- RINGKASAN TUGAS A -
Tentukan apakah setiap pernyataan berikut sesuai dengan teks tentang parsel udara di bawah, lalu jawab ya atau tidak disertai kutipan kata-kata penentunya dari teks: (i) udara hangat lebih rendah kepadatannya daripada udara yang lebih dingin; (ii) perbedaan kerapatan saja sudah cukup untuk menjelaskan naiknya udara hangat; (iii) kepadatan udara bertambah ketika suhunya meningkat.

───── TEKS YANG DITAMPILKAN ─────

Udara Atas
Teori Parsel Udara
Umumnya kita menganggap bahwa udara hangat bergerak naik karena lebih ringan dibanding udara yang lebih dingin. Tetapi sebenarnya, perbedaan kerapatan saja tidak dapat menjelaskan mengapa udara yang lebih hangat bisa bergerak naik.
Dengan mengetahui konsep dasar dalam fisika, kita dapat menjelaskan mengapa hal tersebut dapat terjadi.
Kita tahu udara hangat memiliki kepadatan yang lebih rendah dibandingkan dengan udara yang lebih dingin, dan dengan meningkatnya suhu maka kepadatan udara akan berkurang.
Meskipun demikian, kerapatan yang lebih rendah saja tidak akan dapat membuat udara yang lebih hangat dari sekitarnya dapat bergerak naik dengan sendirinya.

─────

- RINGKASAN TUGAS B -
Sebutkan jumlah baris entri di bawah yang memuat string "colorful". Tulis angkanya saja.

───── ENTRI YANG DISEDIAKAN ─────

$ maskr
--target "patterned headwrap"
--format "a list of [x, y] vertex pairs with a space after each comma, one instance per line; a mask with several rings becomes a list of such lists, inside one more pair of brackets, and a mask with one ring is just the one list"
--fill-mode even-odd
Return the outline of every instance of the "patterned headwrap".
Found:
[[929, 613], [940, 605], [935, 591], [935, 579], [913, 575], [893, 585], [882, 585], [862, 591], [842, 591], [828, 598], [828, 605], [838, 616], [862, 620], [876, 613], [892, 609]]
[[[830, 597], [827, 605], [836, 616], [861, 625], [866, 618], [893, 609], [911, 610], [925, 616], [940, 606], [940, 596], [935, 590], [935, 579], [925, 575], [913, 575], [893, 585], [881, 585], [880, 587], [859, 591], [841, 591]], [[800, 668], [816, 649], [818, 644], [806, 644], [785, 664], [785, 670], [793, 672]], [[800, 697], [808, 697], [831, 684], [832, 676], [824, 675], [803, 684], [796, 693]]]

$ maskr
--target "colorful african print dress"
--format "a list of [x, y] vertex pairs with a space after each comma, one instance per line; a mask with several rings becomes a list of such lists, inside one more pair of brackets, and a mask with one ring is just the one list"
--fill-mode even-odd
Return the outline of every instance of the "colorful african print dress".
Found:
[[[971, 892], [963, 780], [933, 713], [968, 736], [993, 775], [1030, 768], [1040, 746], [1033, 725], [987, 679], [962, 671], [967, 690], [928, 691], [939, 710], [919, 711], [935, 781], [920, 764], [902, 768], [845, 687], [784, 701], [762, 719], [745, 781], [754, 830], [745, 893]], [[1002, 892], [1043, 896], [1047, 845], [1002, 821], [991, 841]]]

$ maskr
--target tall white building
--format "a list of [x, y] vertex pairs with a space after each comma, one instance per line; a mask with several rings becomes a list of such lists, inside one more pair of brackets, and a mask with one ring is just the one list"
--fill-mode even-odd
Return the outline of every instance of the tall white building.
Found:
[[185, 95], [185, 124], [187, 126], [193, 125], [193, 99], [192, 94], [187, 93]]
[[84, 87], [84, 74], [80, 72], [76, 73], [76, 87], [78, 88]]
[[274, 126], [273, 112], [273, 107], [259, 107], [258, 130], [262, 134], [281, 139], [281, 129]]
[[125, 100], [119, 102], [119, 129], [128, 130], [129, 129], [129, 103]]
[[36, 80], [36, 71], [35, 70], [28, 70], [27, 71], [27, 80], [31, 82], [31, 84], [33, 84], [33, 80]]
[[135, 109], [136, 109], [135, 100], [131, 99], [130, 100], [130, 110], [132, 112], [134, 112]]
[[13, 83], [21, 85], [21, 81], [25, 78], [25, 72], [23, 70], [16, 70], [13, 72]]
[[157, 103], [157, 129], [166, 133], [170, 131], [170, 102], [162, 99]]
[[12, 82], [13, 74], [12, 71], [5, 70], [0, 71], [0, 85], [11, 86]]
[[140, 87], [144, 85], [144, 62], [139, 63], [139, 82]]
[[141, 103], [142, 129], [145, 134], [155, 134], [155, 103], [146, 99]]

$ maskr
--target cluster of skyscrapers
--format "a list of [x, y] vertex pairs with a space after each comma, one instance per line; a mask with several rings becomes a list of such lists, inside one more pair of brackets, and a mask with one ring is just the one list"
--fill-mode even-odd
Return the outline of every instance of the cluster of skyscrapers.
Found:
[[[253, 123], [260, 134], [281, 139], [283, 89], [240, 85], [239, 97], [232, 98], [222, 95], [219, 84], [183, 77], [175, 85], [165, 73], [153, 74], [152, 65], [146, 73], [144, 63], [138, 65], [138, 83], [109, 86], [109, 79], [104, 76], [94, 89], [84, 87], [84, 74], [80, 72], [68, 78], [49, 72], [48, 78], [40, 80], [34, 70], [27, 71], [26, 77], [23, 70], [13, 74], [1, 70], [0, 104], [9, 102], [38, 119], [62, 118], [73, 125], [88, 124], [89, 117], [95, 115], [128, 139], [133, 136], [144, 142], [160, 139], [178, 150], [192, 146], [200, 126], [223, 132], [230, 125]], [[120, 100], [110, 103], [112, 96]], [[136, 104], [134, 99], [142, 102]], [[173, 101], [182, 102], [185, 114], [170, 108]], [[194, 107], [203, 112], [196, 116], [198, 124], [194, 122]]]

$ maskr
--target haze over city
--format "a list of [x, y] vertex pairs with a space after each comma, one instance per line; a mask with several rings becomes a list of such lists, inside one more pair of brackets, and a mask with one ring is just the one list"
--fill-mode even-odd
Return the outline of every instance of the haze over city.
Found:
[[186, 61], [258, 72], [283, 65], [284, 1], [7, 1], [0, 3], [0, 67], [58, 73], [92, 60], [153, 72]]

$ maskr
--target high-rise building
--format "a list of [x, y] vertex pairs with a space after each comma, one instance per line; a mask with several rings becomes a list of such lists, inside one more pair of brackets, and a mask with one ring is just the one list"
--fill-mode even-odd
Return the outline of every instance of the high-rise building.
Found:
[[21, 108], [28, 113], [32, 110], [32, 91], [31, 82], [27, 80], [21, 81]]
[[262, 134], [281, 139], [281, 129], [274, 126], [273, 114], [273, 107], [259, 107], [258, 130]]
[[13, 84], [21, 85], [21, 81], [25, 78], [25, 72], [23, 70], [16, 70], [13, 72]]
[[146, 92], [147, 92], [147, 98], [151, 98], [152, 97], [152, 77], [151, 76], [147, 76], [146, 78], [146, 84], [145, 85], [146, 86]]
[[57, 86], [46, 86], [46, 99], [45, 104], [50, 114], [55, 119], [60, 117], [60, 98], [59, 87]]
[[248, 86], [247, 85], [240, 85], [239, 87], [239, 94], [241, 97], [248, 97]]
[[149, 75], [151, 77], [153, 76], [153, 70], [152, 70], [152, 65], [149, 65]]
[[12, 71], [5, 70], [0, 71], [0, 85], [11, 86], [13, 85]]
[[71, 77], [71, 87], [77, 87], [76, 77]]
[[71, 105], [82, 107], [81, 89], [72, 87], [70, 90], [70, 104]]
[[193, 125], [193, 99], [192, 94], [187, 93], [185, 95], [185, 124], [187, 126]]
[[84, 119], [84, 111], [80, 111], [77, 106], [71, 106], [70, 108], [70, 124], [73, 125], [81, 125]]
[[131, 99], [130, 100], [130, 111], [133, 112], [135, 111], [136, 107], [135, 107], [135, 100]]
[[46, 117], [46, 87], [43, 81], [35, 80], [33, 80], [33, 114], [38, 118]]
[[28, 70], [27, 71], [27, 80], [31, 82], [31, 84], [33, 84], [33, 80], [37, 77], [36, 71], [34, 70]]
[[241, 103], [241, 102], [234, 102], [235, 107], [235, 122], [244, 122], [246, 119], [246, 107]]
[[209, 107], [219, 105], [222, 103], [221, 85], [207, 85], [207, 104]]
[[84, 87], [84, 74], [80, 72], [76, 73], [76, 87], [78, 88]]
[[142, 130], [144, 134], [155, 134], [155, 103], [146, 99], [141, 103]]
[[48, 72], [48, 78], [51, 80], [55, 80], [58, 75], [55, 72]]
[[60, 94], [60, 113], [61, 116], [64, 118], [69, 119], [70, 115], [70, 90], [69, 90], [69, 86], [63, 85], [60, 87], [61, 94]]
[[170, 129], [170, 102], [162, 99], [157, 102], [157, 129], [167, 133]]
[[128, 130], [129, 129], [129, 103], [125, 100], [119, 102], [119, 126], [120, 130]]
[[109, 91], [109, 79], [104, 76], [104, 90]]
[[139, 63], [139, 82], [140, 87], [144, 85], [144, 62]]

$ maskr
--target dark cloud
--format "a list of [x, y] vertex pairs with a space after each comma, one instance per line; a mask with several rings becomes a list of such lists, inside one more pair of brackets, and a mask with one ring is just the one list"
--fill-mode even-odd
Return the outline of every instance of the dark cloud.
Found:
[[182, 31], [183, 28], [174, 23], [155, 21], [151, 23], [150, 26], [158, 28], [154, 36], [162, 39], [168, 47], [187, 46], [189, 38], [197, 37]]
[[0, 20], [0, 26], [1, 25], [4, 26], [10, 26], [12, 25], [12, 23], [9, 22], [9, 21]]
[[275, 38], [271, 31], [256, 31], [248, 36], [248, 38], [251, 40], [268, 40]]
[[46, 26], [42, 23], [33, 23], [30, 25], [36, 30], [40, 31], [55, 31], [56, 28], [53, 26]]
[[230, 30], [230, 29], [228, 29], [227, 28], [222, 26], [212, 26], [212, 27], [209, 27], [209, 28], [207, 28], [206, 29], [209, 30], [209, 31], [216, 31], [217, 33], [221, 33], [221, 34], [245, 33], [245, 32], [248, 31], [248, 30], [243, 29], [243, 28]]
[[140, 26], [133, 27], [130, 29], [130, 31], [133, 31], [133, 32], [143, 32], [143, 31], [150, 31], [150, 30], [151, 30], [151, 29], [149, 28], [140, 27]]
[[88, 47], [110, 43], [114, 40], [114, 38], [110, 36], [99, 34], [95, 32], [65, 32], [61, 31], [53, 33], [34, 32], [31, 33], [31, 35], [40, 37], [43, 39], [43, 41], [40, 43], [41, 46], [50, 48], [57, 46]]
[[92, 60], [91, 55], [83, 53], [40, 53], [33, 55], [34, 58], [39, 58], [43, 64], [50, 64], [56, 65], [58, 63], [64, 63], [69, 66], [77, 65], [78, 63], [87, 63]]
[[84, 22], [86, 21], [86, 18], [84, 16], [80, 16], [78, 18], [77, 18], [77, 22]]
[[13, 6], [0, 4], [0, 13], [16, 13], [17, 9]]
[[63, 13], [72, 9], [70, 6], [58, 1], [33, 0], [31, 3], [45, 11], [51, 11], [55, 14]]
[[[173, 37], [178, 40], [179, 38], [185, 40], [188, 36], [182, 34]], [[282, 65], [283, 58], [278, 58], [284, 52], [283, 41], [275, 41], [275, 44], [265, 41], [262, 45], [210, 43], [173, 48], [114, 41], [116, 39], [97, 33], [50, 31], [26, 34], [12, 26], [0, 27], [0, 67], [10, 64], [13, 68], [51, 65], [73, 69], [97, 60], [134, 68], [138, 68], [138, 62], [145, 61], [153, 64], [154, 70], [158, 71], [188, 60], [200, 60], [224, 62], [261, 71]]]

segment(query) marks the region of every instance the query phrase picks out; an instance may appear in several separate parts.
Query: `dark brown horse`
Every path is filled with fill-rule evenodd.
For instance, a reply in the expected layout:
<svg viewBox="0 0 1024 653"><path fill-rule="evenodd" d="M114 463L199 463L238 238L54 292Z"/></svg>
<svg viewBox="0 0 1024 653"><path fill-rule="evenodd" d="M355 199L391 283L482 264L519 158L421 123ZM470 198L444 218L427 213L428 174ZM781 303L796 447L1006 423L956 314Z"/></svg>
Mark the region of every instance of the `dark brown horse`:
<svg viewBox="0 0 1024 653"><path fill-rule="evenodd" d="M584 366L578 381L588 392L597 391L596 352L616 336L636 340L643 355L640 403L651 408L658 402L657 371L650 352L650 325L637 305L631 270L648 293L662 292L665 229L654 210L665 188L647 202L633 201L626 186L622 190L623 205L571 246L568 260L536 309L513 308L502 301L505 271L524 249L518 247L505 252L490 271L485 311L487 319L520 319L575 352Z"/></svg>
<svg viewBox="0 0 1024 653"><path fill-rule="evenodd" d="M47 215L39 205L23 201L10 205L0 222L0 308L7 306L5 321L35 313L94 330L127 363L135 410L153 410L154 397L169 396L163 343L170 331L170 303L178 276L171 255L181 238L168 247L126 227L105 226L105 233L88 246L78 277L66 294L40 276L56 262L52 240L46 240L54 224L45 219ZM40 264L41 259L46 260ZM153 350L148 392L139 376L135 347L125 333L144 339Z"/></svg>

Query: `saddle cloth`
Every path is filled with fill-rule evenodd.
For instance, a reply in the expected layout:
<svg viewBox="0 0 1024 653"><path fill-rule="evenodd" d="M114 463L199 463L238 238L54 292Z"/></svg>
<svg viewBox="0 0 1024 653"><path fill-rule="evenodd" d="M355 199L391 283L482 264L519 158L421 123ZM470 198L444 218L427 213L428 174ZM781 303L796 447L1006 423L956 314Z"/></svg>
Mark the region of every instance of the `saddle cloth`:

─────

- HASIL LATIHAN A -
(i) Ya: "udara hangat memiliki kepadatan yang lebih rendah dibandingkan dengan udara yang lebih dingin"
(ii) Tidak: "perbedaan kerapatan saja tidak dapat menjelaskan mengapa udara yang lebih hangat bisa bergerak naik"
(iii) Tidak: "dengan meningkatnya suhu maka kepadatan udara akan berkurang"

- HASIL LATIHAN B -
2